▸ Directions
Give the lines from the start of the records through the line containing "box: [454, 260, 489, 283]", both included, as a numbered list, leaving out any blank lines.

[Listed records]

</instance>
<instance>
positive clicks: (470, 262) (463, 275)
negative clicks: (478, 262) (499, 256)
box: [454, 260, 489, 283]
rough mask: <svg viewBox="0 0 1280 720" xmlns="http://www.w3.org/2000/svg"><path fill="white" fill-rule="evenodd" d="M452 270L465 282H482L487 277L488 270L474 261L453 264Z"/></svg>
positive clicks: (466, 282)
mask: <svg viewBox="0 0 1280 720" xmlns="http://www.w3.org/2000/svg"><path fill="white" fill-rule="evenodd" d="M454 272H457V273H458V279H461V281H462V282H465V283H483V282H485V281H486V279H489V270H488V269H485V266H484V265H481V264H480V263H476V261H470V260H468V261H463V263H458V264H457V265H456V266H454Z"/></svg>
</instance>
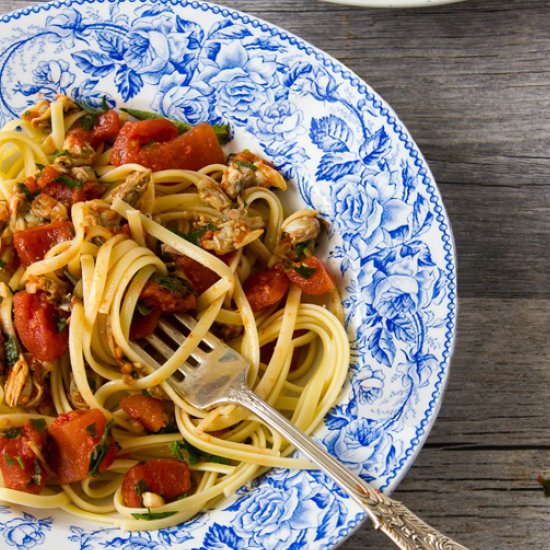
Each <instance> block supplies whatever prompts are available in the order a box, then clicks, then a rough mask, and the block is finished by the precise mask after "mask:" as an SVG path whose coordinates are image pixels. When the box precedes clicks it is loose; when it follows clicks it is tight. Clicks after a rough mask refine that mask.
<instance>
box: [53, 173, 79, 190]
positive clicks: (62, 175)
mask: <svg viewBox="0 0 550 550" xmlns="http://www.w3.org/2000/svg"><path fill="white" fill-rule="evenodd" d="M53 181H55V182H57V183H62V184H63V185H66V186H67V187H72V188H73V189H80V188H81V187H82V182H81V181H78V180H75V179H73V178H69V177H68V176H63V175H62V176H57V178H55V179H54V180H53Z"/></svg>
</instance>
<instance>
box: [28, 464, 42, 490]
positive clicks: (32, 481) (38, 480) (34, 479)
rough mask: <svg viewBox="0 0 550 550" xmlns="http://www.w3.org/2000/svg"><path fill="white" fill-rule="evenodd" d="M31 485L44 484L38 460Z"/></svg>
mask: <svg viewBox="0 0 550 550" xmlns="http://www.w3.org/2000/svg"><path fill="white" fill-rule="evenodd" d="M30 483H34V484H35V485H41V484H42V468H41V467H40V464H39V463H38V460H36V461H35V463H34V473H33V475H32V476H31V479H30Z"/></svg>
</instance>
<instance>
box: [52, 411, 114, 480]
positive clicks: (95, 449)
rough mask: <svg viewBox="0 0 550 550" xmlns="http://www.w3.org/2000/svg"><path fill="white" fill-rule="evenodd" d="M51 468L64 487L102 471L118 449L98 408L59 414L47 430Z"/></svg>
mask: <svg viewBox="0 0 550 550" xmlns="http://www.w3.org/2000/svg"><path fill="white" fill-rule="evenodd" d="M48 433H49V436H50V466H51V468H52V470H53V471H54V472H55V474H56V475H57V479H58V481H59V483H61V484H62V485H66V484H67V483H73V482H75V481H81V480H83V479H86V478H87V477H90V476H94V475H97V474H98V473H101V472H104V471H105V470H106V469H107V468H108V467H109V466H110V465H111V464H112V463H113V461H114V459H115V455H116V451H117V447H116V442H115V440H114V439H113V438H112V436H111V435H110V427H109V426H108V424H107V419H106V418H105V415H104V414H103V413H102V412H101V411H100V410H99V409H78V410H75V411H72V412H69V413H63V414H61V415H59V416H58V417H57V418H56V419H55V420H54V421H53V423H52V424H51V426H50V427H49V428H48Z"/></svg>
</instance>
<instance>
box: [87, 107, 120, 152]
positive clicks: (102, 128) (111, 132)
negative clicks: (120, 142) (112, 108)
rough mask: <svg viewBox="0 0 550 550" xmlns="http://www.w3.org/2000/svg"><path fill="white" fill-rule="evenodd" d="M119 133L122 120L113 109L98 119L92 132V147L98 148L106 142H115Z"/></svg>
mask: <svg viewBox="0 0 550 550" xmlns="http://www.w3.org/2000/svg"><path fill="white" fill-rule="evenodd" d="M119 131H120V118H119V117H118V113H117V112H116V111H115V110H113V109H110V110H109V111H105V112H104V113H101V114H100V115H99V116H98V117H97V121H96V123H95V125H94V129H93V130H92V138H91V141H90V145H91V146H92V147H94V148H96V147H98V146H99V145H101V144H102V143H103V142H105V141H111V140H114V139H115V138H116V137H117V135H118V133H119Z"/></svg>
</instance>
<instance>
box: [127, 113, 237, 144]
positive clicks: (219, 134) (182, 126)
mask: <svg viewBox="0 0 550 550" xmlns="http://www.w3.org/2000/svg"><path fill="white" fill-rule="evenodd" d="M121 111H124V112H125V113H128V114H129V115H130V116H133V117H134V118H137V119H138V120H154V119H157V118H164V119H165V120H169V121H170V122H172V123H173V124H175V126H176V127H177V129H178V132H179V133H180V134H183V133H184V132H187V131H188V130H190V129H191V128H193V126H192V125H191V124H187V123H186V122H182V121H181V120H174V119H173V118H168V117H165V116H162V115H159V114H158V113H152V112H151V111H142V110H140V109H129V108H123V109H121ZM212 129H213V130H214V133H215V134H216V137H217V138H218V141H219V142H220V143H221V144H222V145H224V144H225V143H227V142H228V141H229V124H213V125H212Z"/></svg>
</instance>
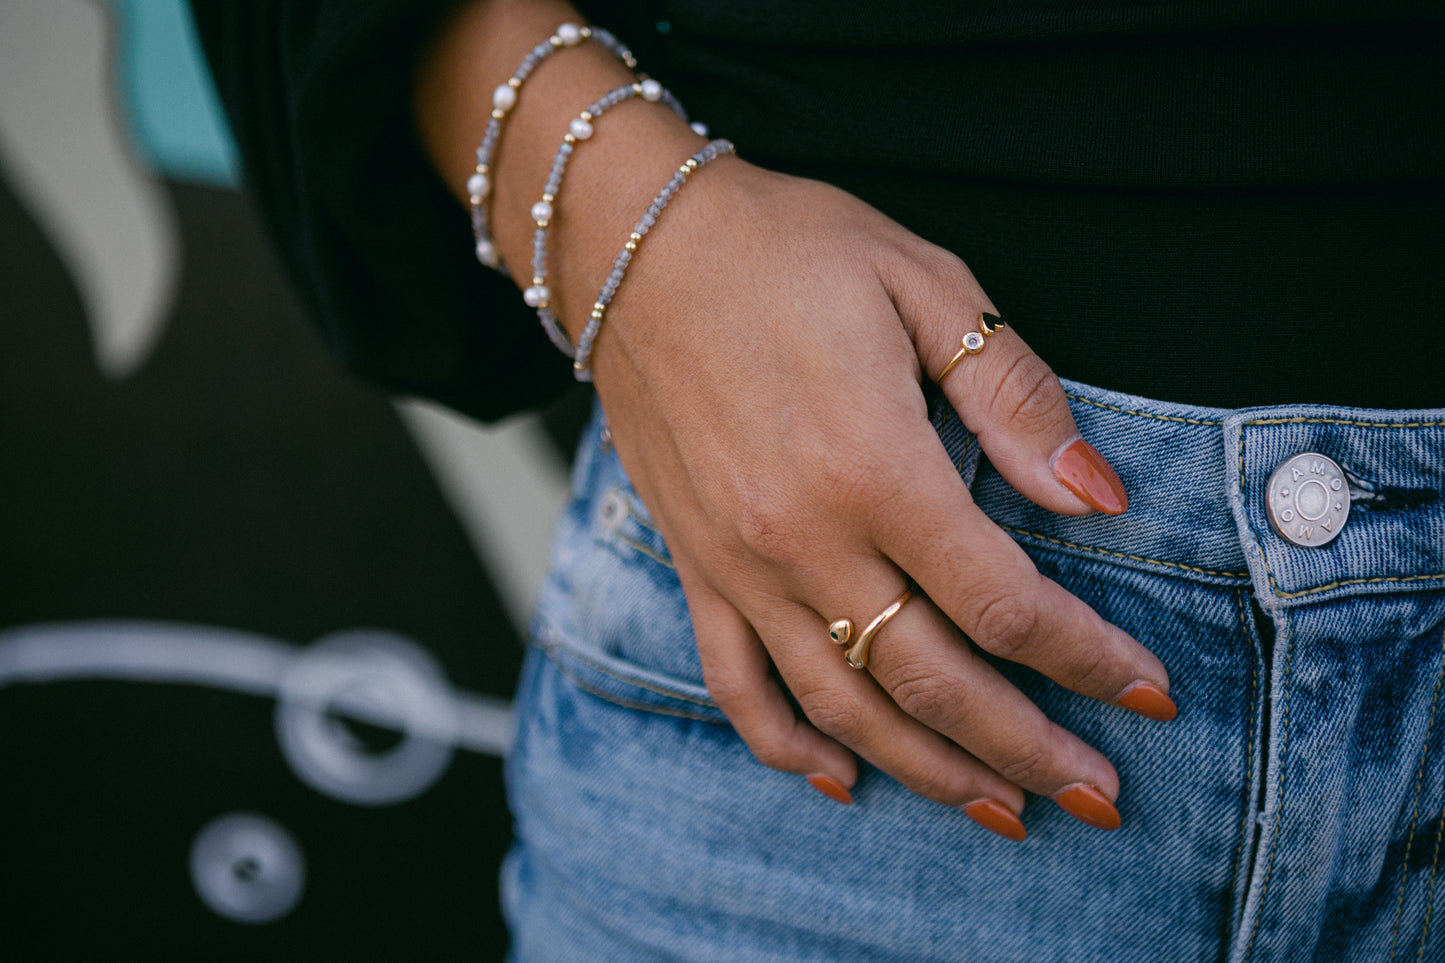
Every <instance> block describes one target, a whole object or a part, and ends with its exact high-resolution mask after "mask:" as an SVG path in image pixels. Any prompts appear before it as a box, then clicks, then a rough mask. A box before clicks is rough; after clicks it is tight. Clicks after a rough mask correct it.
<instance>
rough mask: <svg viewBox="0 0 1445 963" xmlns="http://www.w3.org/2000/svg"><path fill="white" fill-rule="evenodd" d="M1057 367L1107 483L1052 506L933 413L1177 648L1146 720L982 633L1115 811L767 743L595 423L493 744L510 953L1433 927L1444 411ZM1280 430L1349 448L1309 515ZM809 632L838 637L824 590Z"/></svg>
mask: <svg viewBox="0 0 1445 963" xmlns="http://www.w3.org/2000/svg"><path fill="white" fill-rule="evenodd" d="M1065 388H1066V390H1068V392H1069V396H1071V403H1072V406H1074V414H1075V416H1077V419H1078V422H1079V428H1081V429H1082V432H1084V437H1085V438H1088V440H1090V441H1091V442H1092V444H1094V445H1095V447H1097V448H1098V450H1100V451H1103V453H1104V455H1105V457H1107V458H1108V460H1110V461H1111V463H1113V464H1114V467H1116V468H1117V470H1118V474H1120V477H1121V479H1123V480H1124V484H1126V486H1127V489H1129V493H1130V508H1129V512H1127V513H1126V515H1123V516H1118V518H1105V516H1100V515H1094V516H1088V518H1082V519H1077V518H1062V516H1056V515H1052V513H1049V512H1045V510H1042V509H1039V508H1036V506H1033V505H1030V503H1029V502H1026V500H1025V499H1022V497H1020V496H1019V495H1017V493H1014V492H1013V490H1012V489H1010V487H1009V486H1007V484H1006V483H1004V481H1003V480H1001V479H1000V477H998V474H997V473H996V471H993V468H991V467H990V466H988V464H987V460H985V458H980V455H978V450H977V445H974V441H972V438H971V435H970V434H968V432H967V431H965V429H962V427H961V425H959V424H958V421H957V418H954V415H952V412H951V411H948V409H946V405H936V406H935V411H936V416H935V425H938V428H939V435H941V438H942V440H944V442H945V444H946V445H948V448H949V451H951V454H952V455H954V458H955V463H957V464H958V467H959V473H961V476H962V477H964V481H965V483H968V484H971V487H972V490H974V496H975V499H977V500H978V503H980V505H981V506H983V508H984V509H985V510H987V512H988V515H990V516H991V518H994V519H996V521H997V522H998V523H1000V525H1003V526H1004V528H1006V529H1007V531H1009V532H1012V534H1013V536H1014V538H1016V539H1017V541H1019V542H1020V544H1022V545H1023V547H1025V548H1026V549H1027V552H1029V554H1030V557H1032V558H1033V560H1035V562H1036V564H1038V565H1039V568H1040V570H1042V571H1043V574H1046V575H1048V577H1051V578H1053V580H1056V581H1059V583H1061V584H1062V586H1064V587H1066V588H1068V590H1069V591H1072V593H1074V594H1077V596H1079V597H1081V599H1082V600H1084V602H1087V603H1088V604H1091V606H1092V607H1094V609H1095V610H1098V612H1100V613H1101V615H1103V616H1104V617H1105V619H1108V620H1111V622H1114V623H1116V625H1118V626H1121V628H1123V629H1126V630H1127V632H1130V633H1133V635H1134V636H1136V638H1137V639H1140V641H1142V642H1144V643H1146V645H1147V646H1149V648H1150V649H1153V652H1156V654H1157V655H1159V658H1160V659H1163V662H1165V665H1166V667H1168V668H1169V672H1170V678H1172V690H1170V694H1172V697H1173V698H1175V701H1176V703H1178V706H1179V717H1178V719H1176V720H1175V722H1172V723H1156V722H1149V720H1144V719H1140V717H1136V716H1133V714H1131V713H1127V711H1123V710H1118V709H1113V707H1108V706H1103V704H1098V703H1094V701H1090V700H1087V698H1082V697H1079V695H1075V694H1072V693H1069V691H1066V690H1064V688H1061V687H1059V685H1056V684H1053V682H1051V681H1048V680H1043V678H1042V677H1039V675H1038V674H1035V672H1032V671H1029V669H1025V668H1020V667H1007V665H1006V667H1004V671H1006V672H1007V674H1009V675H1010V677H1012V678H1013V680H1014V681H1016V684H1017V685H1019V687H1020V688H1023V690H1025V691H1026V693H1027V694H1029V695H1030V697H1032V698H1033V700H1035V701H1036V703H1038V704H1039V706H1040V707H1042V709H1043V710H1045V711H1046V713H1048V714H1049V716H1051V717H1052V719H1055V720H1056V722H1059V723H1061V724H1064V726H1066V727H1068V729H1071V730H1074V732H1075V733H1078V735H1079V736H1081V737H1084V739H1085V740H1088V742H1090V743H1091V745H1094V746H1097V748H1098V749H1101V750H1103V752H1104V753H1105V755H1107V756H1108V758H1110V759H1111V761H1113V762H1114V765H1116V766H1117V768H1118V772H1120V779H1121V787H1123V788H1121V795H1120V798H1118V810H1120V813H1121V814H1123V820H1124V824H1123V829H1120V830H1118V831H1117V833H1103V831H1098V830H1094V829H1090V827H1087V826H1082V824H1081V823H1078V821H1075V820H1074V818H1071V817H1069V816H1066V814H1065V813H1062V811H1061V810H1058V808H1056V807H1055V805H1053V804H1052V802H1049V801H1048V800H1039V798H1035V797H1030V798H1029V805H1027V810H1026V811H1025V817H1023V818H1025V823H1026V824H1027V827H1029V839H1027V840H1026V842H1023V843H1010V842H1006V840H1003V839H998V837H996V836H993V834H990V833H987V831H984V830H981V829H980V827H977V826H975V824H972V823H971V821H970V820H968V818H967V817H965V816H964V814H962V813H958V811H954V810H949V808H946V807H942V805H936V804H933V802H929V801H925V800H922V798H918V797H915V795H912V794H909V792H907V791H906V789H903V788H902V787H900V785H899V784H897V782H894V781H893V779H890V778H889V776H886V775H883V774H880V772H877V771H874V769H871V768H868V766H866V765H864V766H863V772H861V778H860V781H858V784H857V787H855V789H854V798H855V804H854V805H851V807H842V805H838V804H837V802H832V801H829V800H827V798H824V797H822V795H819V794H818V792H814V791H812V789H811V788H809V787H808V784H806V782H805V781H803V779H802V778H801V776H796V775H789V774H783V772H775V771H772V769H767V768H764V766H762V765H760V763H757V762H756V761H754V759H753V756H751V755H750V753H749V750H747V748H746V746H744V745H743V743H741V740H740V739H738V737H737V735H736V733H734V732H733V729H731V727H730V726H728V724H727V720H725V719H724V717H722V714H721V713H720V711H718V709H717V707H715V706H714V704H712V703H711V700H709V698H708V694H707V690H705V688H704V685H702V674H701V668H699V662H698V655H696V649H695V645H694V638H692V632H691V626H689V620H688V610H686V604H685V600H683V597H682V591H681V587H679V584H678V580H676V577H675V573H673V570H672V567H670V564H669V560H668V549H666V545H663V541H662V538H660V536H659V534H657V532H656V529H655V528H653V526H652V523H650V522H649V518H647V513H646V510H644V509H643V506H642V503H640V502H639V499H637V496H636V493H634V492H633V490H631V487H630V486H629V483H627V479H626V476H624V474H623V470H621V467H620V464H618V461H617V457H616V454H614V453H611V451H608V450H605V448H604V447H603V445H601V444H600V434H598V432H600V425H598V424H594V425H592V429H591V431H590V432H588V437H587V438H585V440H584V444H582V453H581V458H579V464H578V467H577V476H575V502H574V503H572V506H571V509H569V510H568V513H566V516H565V521H564V523H562V528H561V532H559V538H558V545H556V551H555V565H553V571H552V575H551V578H549V581H548V584H546V587H545V588H543V593H542V599H540V604H539V615H538V619H536V630H535V646H533V651H532V652H530V655H529V659H527V665H526V669H525V674H523V682H522V693H520V703H519V706H520V720H519V735H517V743H516V748H514V752H513V755H512V758H510V761H509V772H510V794H512V805H513V811H514V813H516V820H517V836H519V839H517V844H516V847H514V850H513V853H512V856H510V857H509V860H507V866H506V869H504V889H506V911H507V915H509V920H510V924H512V928H513V934H514V947H513V953H514V956H516V959H517V960H523V962H526V963H540V962H549V960H598V962H618V963H621V962H627V963H639V962H644V960H718V962H727V963H751V962H759V963H760V962H764V960H767V962H775V960H776V962H779V963H782V962H788V963H796V962H803V960H829V962H835V960H847V962H863V960H907V962H910V963H916V962H923V960H970V962H978V963H1006V962H1007V963H1046V962H1049V960H1056V962H1061V963H1062V962H1069V963H1091V962H1104V960H1107V962H1110V963H1159V962H1168V963H1194V962H1199V963H1202V962H1211V963H1217V962H1231V963H1282V962H1286V960H1287V962H1290V963H1303V962H1306V960H1309V962H1318V963H1364V962H1370V963H1377V962H1389V963H1393V962H1396V960H1400V962H1410V963H1420V962H1439V960H1445V920H1441V918H1438V917H1441V909H1442V908H1445V907H1442V905H1439V904H1445V873H1439V868H1441V862H1442V855H1445V853H1442V843H1445V839H1442V833H1445V820H1442V804H1445V707H1442V706H1441V688H1442V681H1445V411H1418V412H1370V411H1358V409H1334V408H1322V406H1292V408H1269V409H1246V411H1217V409H1201V408H1191V406H1183V405H1173V403H1162V402H1152V401H1144V399H1140V398H1131V396H1126V395H1117V393H1111V392H1105V390H1100V389H1094V388H1088V386H1082V385H1075V383H1066V385H1065ZM1303 451H1315V453H1321V454H1327V455H1329V457H1331V458H1334V460H1335V461H1337V463H1340V464H1341V466H1342V467H1344V468H1345V470H1347V471H1348V473H1350V474H1351V489H1353V492H1351V495H1353V496H1354V505H1353V509H1351V515H1350V521H1348V522H1347V525H1345V526H1344V529H1342V531H1341V534H1340V536H1338V538H1337V539H1335V541H1334V542H1331V544H1329V545H1327V547H1324V548H1299V547H1295V545H1290V544H1289V542H1286V541H1285V539H1282V538H1280V536H1279V535H1277V534H1276V532H1274V531H1273V528H1272V526H1270V523H1269V519H1267V515H1266V505H1264V497H1263V489H1264V483H1266V480H1267V479H1269V476H1270V473H1272V471H1273V470H1274V467H1276V466H1277V464H1279V463H1280V461H1283V460H1286V458H1289V457H1290V455H1295V454H1299V453H1303ZM883 642H886V639H884V641H883ZM818 658H838V651H837V648H835V646H834V645H832V643H829V642H828V639H827V636H825V633H824V626H822V623H819V633H818Z"/></svg>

[/Listed records]

▸ Exercise response
1. </instance>
2. <instance>
3. positive clicks: (470, 262) (463, 275)
4. negative clicks: (478, 262) (499, 256)
5. box: [454, 260, 489, 283]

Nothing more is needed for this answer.